Would you write out the entries below, every one of them, exactly?

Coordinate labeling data
######
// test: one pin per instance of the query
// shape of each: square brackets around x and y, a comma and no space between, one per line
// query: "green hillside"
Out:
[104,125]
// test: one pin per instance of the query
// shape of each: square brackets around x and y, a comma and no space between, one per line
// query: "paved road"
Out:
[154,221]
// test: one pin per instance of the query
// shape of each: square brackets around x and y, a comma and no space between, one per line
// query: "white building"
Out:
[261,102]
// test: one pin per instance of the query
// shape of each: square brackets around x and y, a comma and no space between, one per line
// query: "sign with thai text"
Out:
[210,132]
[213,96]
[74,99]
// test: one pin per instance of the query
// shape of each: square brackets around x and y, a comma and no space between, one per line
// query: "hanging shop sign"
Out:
######
*OUTPUT FOR THIS TASK*.
// test: one pin per instance of the query
// shape of each: square brackets around x and y, a comma and no space between, one per line
// query: "green hillside"
Out:
[104,125]
// test: one pin per instance of the query
// shape of each: square brackets around x and y, a comma and no space between, one per line
// query: "paved road"
Out:
[154,221]
// test: one pin per instance of the query
// shape of each: square brackets around x and y, a comma and no space between, one per line
// query: "white building"
Out:
[261,102]
// test: one pin per instance of the query
// shape of each: square brackets around x and y, a comma and no space between, one per line
// query: "sign with thai text"
Out:
[210,132]
[213,96]
[74,99]
// test: one pin per instance of the query
// shape of each: square brackets around x and y, a comma and no space between, one per line
// query: "hanging shop sign"
Out:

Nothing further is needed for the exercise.